Filter the data for lines with the word "black", then copy every line so identified.

**PROVIDED RECORDS**
**********
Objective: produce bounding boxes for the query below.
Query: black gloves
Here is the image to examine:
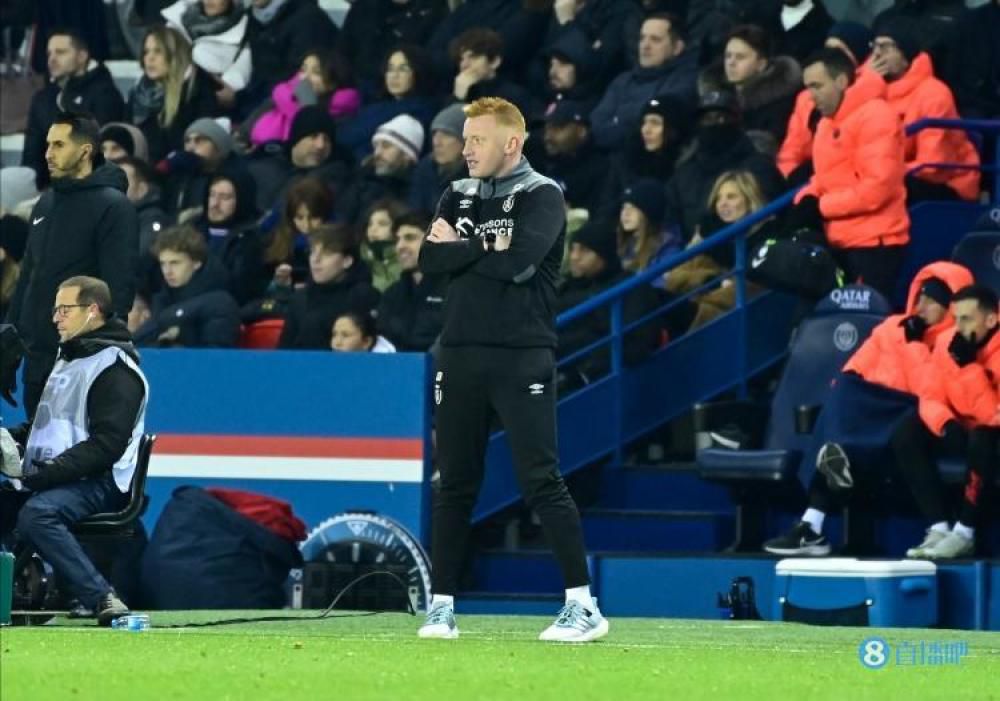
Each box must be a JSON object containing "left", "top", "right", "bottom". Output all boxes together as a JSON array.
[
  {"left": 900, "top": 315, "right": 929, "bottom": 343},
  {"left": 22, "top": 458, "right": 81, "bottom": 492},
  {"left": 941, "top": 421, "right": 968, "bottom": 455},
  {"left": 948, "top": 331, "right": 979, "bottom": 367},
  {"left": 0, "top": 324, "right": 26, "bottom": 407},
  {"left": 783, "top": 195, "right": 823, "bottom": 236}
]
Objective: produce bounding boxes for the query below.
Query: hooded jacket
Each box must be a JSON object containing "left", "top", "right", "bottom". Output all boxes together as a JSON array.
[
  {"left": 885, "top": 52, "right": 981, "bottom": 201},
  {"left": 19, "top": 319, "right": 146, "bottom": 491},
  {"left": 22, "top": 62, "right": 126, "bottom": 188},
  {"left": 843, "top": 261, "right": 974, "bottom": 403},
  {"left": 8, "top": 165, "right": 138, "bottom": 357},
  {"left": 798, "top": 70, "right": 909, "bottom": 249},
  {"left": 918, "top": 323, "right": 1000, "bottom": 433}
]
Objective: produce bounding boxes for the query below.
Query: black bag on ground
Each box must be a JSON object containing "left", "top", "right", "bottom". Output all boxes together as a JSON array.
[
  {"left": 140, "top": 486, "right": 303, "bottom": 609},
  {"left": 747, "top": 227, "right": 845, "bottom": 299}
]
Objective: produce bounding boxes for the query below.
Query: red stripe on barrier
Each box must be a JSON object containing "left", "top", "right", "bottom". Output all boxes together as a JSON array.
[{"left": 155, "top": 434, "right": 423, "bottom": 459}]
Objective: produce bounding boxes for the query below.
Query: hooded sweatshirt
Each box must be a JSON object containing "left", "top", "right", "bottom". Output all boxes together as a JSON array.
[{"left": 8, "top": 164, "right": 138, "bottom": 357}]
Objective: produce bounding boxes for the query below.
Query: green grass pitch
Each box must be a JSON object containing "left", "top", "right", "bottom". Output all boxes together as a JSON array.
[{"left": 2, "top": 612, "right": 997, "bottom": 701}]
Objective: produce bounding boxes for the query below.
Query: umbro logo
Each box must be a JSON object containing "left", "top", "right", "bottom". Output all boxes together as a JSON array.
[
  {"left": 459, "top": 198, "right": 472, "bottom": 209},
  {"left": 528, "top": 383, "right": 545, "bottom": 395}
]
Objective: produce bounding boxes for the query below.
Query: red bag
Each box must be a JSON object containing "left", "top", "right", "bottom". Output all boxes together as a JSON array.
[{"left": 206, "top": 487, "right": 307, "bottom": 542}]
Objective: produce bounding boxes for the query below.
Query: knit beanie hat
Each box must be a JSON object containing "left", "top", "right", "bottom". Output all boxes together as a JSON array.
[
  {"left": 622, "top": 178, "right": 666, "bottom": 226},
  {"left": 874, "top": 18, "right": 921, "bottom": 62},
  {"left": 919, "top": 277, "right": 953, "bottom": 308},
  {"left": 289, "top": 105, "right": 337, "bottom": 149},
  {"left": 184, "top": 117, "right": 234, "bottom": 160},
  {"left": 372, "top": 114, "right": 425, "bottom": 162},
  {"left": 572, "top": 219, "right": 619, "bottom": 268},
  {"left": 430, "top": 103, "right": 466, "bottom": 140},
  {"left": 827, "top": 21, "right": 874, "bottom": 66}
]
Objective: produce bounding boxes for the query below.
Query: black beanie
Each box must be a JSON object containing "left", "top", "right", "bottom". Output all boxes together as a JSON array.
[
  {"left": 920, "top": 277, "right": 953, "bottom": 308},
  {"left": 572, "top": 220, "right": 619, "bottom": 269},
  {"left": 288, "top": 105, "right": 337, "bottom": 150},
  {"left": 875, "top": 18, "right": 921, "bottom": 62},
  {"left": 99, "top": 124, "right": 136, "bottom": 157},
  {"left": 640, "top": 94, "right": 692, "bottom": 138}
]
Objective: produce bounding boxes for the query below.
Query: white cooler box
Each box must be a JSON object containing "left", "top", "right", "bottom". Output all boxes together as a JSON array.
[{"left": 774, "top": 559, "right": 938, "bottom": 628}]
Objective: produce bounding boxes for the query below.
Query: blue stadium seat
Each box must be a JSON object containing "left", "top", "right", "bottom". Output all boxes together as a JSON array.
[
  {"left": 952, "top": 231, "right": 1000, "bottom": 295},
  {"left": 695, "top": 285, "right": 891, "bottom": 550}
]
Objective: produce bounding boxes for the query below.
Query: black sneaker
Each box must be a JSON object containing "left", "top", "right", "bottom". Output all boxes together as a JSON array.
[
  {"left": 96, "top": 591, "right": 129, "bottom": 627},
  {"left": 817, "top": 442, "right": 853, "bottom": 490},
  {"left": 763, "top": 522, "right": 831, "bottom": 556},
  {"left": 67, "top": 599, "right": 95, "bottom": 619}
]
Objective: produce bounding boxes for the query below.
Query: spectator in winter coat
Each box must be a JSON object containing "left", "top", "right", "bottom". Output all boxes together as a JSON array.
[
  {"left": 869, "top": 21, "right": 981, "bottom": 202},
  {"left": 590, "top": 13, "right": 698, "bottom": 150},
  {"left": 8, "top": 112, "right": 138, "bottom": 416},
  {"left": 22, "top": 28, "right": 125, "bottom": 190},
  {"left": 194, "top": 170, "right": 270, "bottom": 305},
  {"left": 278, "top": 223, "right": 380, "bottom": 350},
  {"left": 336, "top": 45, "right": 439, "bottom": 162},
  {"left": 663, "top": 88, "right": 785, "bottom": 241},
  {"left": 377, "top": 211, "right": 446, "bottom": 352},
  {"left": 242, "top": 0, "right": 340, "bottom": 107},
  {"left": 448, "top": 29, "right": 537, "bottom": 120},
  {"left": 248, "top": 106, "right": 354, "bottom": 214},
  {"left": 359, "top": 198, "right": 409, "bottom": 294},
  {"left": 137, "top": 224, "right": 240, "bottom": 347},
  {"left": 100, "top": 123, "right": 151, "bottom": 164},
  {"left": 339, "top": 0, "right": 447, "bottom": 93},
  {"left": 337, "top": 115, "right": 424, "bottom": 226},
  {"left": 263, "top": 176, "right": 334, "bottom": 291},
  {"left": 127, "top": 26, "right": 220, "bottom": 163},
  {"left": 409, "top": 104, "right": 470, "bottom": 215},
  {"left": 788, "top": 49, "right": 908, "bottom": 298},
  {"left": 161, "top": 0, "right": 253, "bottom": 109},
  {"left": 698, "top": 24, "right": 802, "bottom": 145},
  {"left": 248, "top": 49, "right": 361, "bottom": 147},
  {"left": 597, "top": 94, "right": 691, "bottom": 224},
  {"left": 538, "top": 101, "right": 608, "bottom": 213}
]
**********
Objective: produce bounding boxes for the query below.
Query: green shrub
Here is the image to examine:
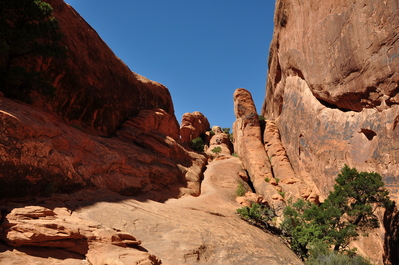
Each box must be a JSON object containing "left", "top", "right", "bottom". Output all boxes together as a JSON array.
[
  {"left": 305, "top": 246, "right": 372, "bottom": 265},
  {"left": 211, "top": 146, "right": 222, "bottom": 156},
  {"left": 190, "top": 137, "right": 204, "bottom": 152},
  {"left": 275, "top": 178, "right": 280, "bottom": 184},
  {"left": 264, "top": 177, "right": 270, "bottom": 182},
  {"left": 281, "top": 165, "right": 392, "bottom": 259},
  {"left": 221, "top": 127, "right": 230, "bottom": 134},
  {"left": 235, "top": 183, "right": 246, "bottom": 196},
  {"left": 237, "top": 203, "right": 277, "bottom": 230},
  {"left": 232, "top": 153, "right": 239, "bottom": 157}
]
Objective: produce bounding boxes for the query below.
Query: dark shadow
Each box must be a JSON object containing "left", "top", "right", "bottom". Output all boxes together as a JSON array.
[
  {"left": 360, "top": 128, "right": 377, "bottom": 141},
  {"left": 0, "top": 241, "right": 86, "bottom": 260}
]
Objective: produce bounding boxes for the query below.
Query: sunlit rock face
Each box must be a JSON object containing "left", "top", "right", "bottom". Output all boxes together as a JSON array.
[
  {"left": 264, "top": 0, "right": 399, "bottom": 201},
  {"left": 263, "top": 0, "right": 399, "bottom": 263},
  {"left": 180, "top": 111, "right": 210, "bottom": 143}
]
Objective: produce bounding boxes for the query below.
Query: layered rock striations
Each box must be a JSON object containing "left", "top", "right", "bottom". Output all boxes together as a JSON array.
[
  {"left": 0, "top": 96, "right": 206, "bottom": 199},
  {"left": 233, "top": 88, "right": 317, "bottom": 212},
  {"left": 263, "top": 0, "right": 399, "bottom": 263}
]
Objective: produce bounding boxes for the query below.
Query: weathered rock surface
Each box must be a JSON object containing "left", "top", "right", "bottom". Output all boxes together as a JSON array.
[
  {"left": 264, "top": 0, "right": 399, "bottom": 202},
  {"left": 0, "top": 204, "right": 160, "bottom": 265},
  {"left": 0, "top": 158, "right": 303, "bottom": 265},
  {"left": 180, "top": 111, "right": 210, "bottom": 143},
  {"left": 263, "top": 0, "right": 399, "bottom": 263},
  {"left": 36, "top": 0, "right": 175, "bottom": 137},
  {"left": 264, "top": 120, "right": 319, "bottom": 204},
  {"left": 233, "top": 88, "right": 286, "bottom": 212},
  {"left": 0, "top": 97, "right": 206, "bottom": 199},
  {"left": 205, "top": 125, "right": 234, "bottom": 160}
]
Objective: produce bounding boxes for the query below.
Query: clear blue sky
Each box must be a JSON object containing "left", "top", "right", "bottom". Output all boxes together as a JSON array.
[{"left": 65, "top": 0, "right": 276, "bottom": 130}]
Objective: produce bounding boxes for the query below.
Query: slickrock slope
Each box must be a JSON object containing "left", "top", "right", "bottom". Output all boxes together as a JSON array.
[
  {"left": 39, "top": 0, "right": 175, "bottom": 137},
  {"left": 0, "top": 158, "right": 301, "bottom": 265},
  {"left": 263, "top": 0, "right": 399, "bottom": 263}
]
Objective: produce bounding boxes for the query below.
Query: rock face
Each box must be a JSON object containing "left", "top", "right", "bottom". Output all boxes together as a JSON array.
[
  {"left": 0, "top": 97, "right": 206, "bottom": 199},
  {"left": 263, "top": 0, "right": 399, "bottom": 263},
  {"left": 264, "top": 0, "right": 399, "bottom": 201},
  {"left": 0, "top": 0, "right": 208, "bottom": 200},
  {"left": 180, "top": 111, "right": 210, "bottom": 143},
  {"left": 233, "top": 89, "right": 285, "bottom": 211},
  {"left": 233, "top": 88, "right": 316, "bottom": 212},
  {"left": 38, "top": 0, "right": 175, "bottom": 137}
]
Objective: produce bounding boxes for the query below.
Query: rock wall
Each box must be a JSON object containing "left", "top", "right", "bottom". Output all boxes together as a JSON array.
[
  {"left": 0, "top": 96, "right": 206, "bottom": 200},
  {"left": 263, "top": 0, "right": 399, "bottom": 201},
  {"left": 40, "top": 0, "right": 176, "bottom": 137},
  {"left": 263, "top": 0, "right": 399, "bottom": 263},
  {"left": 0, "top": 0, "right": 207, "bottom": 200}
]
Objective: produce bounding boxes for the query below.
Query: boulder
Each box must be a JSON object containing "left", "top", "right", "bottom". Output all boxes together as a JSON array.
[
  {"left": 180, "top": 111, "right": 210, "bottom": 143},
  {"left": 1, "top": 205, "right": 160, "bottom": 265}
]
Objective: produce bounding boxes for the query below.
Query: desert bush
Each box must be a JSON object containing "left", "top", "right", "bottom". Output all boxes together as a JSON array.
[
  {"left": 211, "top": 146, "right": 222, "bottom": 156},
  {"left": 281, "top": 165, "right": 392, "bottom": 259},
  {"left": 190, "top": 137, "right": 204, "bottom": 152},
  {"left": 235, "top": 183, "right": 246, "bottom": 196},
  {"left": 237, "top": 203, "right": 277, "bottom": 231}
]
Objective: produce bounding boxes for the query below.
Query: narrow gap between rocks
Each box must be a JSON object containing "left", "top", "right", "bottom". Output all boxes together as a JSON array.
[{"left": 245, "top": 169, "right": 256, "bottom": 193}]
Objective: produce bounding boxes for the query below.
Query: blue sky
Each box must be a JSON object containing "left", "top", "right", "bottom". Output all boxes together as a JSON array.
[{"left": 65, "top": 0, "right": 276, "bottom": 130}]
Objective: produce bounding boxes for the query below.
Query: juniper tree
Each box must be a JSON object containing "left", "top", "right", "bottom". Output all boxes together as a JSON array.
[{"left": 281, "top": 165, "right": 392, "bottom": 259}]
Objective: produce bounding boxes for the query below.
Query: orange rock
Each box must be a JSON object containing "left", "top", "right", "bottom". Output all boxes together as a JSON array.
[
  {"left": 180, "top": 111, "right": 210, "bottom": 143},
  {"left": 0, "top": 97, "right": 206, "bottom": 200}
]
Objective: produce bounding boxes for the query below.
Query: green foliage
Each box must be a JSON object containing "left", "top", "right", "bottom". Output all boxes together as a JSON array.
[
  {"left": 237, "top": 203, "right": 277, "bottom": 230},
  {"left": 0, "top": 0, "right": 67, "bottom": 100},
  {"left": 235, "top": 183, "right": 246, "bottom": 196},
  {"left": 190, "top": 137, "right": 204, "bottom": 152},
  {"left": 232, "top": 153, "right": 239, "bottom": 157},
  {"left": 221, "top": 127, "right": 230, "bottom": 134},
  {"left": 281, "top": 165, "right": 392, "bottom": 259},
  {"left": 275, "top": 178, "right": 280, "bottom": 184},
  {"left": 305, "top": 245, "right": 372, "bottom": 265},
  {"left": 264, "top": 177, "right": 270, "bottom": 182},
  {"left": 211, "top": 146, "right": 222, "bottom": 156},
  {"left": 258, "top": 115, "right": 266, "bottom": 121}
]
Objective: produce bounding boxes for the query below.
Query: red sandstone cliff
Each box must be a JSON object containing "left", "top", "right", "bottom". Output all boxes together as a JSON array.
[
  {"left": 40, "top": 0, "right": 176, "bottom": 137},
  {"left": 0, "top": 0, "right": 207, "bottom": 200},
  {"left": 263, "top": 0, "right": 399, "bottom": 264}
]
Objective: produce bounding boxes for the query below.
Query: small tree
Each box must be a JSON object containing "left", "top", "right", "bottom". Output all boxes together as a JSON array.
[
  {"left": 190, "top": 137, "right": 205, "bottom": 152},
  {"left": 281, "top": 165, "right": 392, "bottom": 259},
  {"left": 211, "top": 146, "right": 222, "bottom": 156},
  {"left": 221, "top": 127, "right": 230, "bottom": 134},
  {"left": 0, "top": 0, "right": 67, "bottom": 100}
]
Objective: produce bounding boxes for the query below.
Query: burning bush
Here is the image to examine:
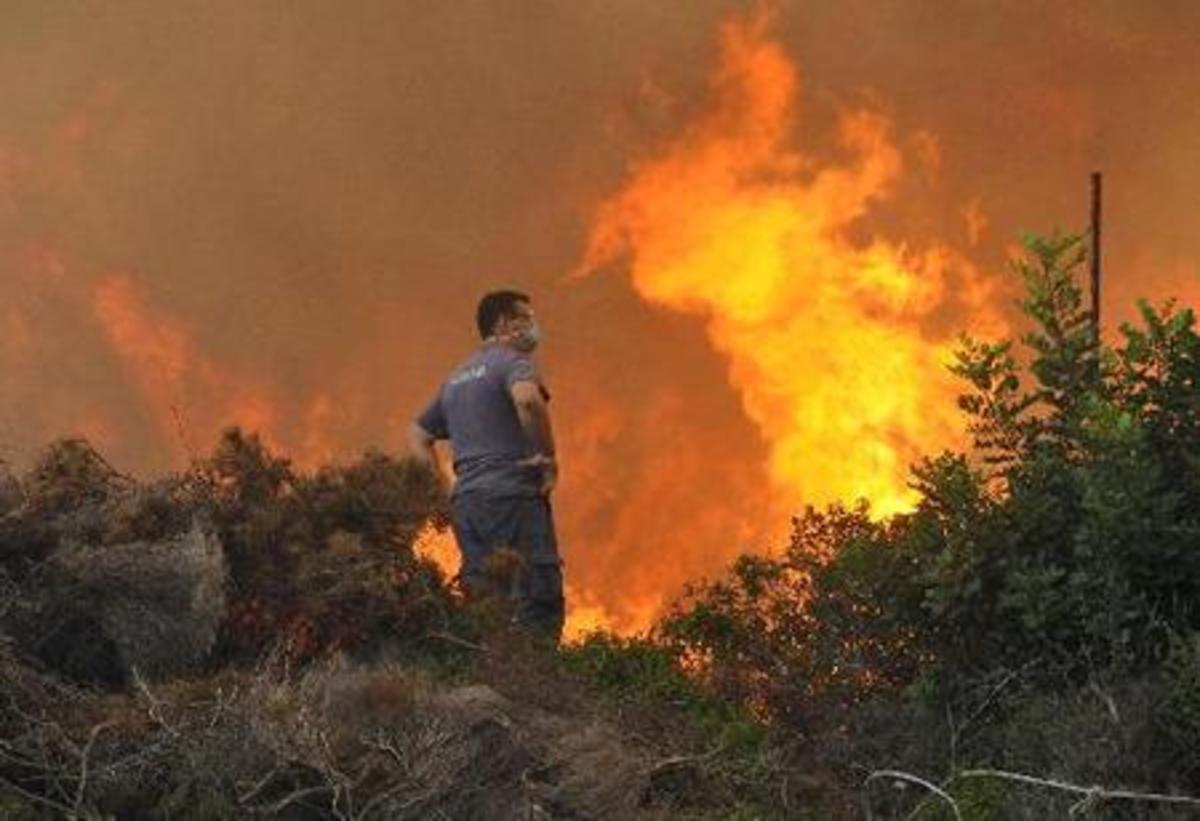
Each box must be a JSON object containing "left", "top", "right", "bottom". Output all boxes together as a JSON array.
**********
**SOLUTION**
Query: black gloves
Query: black bag on ground
Query: black beanie
Query: black sneaker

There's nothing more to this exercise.